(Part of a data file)
——

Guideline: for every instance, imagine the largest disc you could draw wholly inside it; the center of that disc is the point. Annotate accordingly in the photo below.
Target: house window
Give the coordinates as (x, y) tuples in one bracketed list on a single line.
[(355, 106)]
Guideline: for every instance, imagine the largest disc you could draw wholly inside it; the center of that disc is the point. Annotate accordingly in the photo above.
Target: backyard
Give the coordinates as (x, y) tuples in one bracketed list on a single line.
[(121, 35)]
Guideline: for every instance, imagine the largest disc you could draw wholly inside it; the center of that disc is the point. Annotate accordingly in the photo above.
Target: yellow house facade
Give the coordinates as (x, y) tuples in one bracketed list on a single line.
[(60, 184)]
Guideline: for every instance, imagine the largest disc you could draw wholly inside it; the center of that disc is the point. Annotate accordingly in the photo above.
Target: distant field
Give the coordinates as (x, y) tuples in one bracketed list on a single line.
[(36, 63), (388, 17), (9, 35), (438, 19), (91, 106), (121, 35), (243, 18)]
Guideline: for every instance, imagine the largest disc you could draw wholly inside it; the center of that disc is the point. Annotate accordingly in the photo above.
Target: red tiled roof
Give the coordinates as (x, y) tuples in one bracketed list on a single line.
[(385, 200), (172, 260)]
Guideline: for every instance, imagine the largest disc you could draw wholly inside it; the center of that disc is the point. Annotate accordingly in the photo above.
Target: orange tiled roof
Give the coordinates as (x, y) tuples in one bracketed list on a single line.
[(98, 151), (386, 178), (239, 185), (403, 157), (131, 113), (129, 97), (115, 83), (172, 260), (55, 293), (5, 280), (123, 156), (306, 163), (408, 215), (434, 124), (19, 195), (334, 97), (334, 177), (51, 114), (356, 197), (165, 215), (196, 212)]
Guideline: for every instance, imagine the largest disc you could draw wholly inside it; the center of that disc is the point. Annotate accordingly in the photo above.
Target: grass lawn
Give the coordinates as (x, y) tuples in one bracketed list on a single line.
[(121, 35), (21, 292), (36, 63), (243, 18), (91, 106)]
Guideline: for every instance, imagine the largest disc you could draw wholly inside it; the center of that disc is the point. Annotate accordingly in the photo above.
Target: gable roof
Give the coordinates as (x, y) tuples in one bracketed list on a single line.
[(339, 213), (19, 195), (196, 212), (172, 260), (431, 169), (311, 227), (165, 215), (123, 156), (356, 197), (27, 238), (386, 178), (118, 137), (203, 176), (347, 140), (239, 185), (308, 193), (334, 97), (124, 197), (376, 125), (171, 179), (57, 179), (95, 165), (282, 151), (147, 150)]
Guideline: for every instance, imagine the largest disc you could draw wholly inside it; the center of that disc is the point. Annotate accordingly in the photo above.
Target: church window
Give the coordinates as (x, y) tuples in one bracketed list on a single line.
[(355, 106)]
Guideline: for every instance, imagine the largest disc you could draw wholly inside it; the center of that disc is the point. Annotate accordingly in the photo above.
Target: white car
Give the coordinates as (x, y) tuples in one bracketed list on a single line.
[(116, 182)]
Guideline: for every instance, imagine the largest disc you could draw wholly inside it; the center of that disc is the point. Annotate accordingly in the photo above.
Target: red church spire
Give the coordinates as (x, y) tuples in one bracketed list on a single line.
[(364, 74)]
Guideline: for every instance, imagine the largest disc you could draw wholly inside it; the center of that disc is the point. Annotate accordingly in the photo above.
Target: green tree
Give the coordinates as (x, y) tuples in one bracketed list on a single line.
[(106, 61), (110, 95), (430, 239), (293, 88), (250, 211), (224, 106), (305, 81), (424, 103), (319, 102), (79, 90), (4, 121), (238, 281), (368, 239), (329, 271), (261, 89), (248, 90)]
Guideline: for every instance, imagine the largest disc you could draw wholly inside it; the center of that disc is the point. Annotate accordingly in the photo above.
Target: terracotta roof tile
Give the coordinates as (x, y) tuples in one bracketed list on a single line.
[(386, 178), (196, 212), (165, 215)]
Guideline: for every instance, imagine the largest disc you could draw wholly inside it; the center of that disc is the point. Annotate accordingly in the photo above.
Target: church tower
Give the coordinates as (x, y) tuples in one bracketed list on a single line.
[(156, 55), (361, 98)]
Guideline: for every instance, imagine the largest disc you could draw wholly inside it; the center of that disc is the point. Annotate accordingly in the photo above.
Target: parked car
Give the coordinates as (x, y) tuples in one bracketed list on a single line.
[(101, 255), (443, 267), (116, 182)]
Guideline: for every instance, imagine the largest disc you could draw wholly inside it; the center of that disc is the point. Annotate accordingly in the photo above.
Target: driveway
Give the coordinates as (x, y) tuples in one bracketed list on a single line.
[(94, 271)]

——

__TASK DETAILS__.
Can you format every one of the records above as a two-column CSV with the headers input and output? Give one row per record holding its text and its answer, each in a single quoted field with line breaks turned into spaces.

__SOLUTION TO THIS TASK__.
input,output
"Guideline: for every instance, imagine the largest disc you could draw wholly inside it; the center of that disc is the point. Annotate accordingly in the photo below. Target: house window Give the coordinates as (x, y) tuples in one bracketed list on a single line.","[(355, 106)]"
"Guideline: for every instance, imagine the largest disc you could draw wholly inside it; the center of that disc is the point. Annotate accordingly in the photo above. Target: backyard Give the coordinates as (x, y) tuples in one bracketed list on a single line.","[(121, 35)]"
"Guideline: for every instance, imagine the largest disc you could draw wholly inside it; the center of that disc is the point. Annotate accordingly in the photo above. Target: yellow house facade Give the coordinates as (x, y) tuples in one bracketed list on a single line.","[(60, 184)]"
"Guideline: for every instance, imagine the largest disc you could draw wholly inside it; the center of that disc is the point. Annotate accordingly in the photo above. Target: distant field Give the coordinates as (x, y) tuples in one bracketed list on a single line.","[(36, 63), (388, 17), (9, 35), (438, 19), (91, 106), (121, 35), (243, 18)]"
"Guideline: for every instance, imagine the largest disc you could draw wholly inside it; the center of that disc is the point. Annotate accordingly in the photo above. Target: red tiled roof Give the coordinates as (x, y) tuples in one bracketed list on a single line.","[(385, 200), (172, 260)]"
"Guideline: for every instance, imagine the largest disc you could draw wholly inside it; the center of that disc is the point. Annotate accordingly in the photo above. Target: orange tiled roof Give the coordinates as (x, y) tuples in one bracketed list on a single line.","[(98, 151), (386, 178), (239, 185), (403, 157), (131, 113), (129, 97), (115, 83), (172, 260), (55, 293), (5, 280), (123, 156), (306, 163), (408, 215), (434, 124), (19, 195), (334, 97), (334, 177), (51, 114), (356, 197), (165, 215), (196, 212)]"
"Guideline: for every instance, imagine the largest disc you could draw wholly inside it; the center of that disc is the point. Annotate accordingly in the photo above. Target: grass lawn Give the coordinates as (x, y) tuples in one bracketed list on a single line.","[(121, 35), (21, 292), (36, 63), (243, 18), (91, 106)]"
"Guideline: for every instance, imagine the largest disc you could draw wholly inside it; the center of that disc is the point. Annotate accordingly in the photo above. Target: gable roof Give the coordinates as (x, y) tuples in one bracketed list on a single line.","[(339, 213), (19, 195), (196, 212), (172, 260), (431, 169), (311, 227), (165, 215), (123, 156), (356, 197), (27, 238), (386, 178), (118, 137), (203, 176), (347, 140), (239, 185), (308, 193), (334, 97), (124, 197), (376, 125), (171, 179), (57, 179), (95, 165), (282, 151), (147, 150)]"
"Guideline: for every instance, imagine the largest disc you could draw wholly inside it; the center of that disc is the point. Annotate accordingly in the photo above. Target: church window Give the coordinates as (x, y) tuples in one bracketed list on a single line.","[(355, 106)]"
"Guideline: for every instance, imagine the largest disc you could draw wholly inside it; the center of that disc is the point. Annotate accordingly in the photo above. Target: white car Give the coordinates as (x, y) tuples in one bracketed list on a single line.","[(116, 182)]"
"Guideline: for every instance, imagine the largest disc you could draw wholly inside it; the center of that disc is the point. Annotate accordingly in the photo above. Target: red church spire Give the coordinates as (x, y) tuples in one bracketed list on a single line.","[(364, 74)]"
"Guideline: for every instance, imagine the largest disc you could draw wholly inside it; the center of that disc is the point. Annotate accordingly in the photo above. Target: green tree Give the coordinates as (x, y) tuples in one bracketed list on a single line.","[(106, 61), (110, 95), (430, 239), (293, 88), (250, 211), (224, 106), (305, 81), (424, 103), (319, 102), (79, 90), (4, 121), (238, 281), (368, 239), (329, 271), (261, 89), (248, 90)]"
"Guideline: for every instance, imagine the largest disc you could draw wholly inside it; the center of that disc is the point. Annotate accordingly in the photo above. Target: terracotta roof tile Give the coordinates as (x, y) tuples in one bracketed list on a single line.","[(386, 178), (196, 212), (165, 215)]"
"Guideline: for every instance, imagine the largest disc you could draw wholly inside it; the center of that disc is the point. Annotate accordingly in the photo above. Target: church tower Give the coordinates as (x, y) tuples in one bracketed list on a single line.","[(156, 55), (361, 98)]"
"Guideline: for every instance, imagine the largest disc you could draw wholly inside it; the center of that disc is the point. Annotate accordingly in the photo above. Target: parked car Give the coordinates as (x, y) tuples in one bracketed list on a single line.","[(101, 255), (443, 267), (116, 182)]"
"Guideline: for every instance, imagine the largest disc you could draw wholly inside it; the center of that disc is the point. Annotate accordingly in the photo above. Target: driveway Give the coordinates as (x, y) tuples in one bracketed list on a single line.","[(94, 271)]"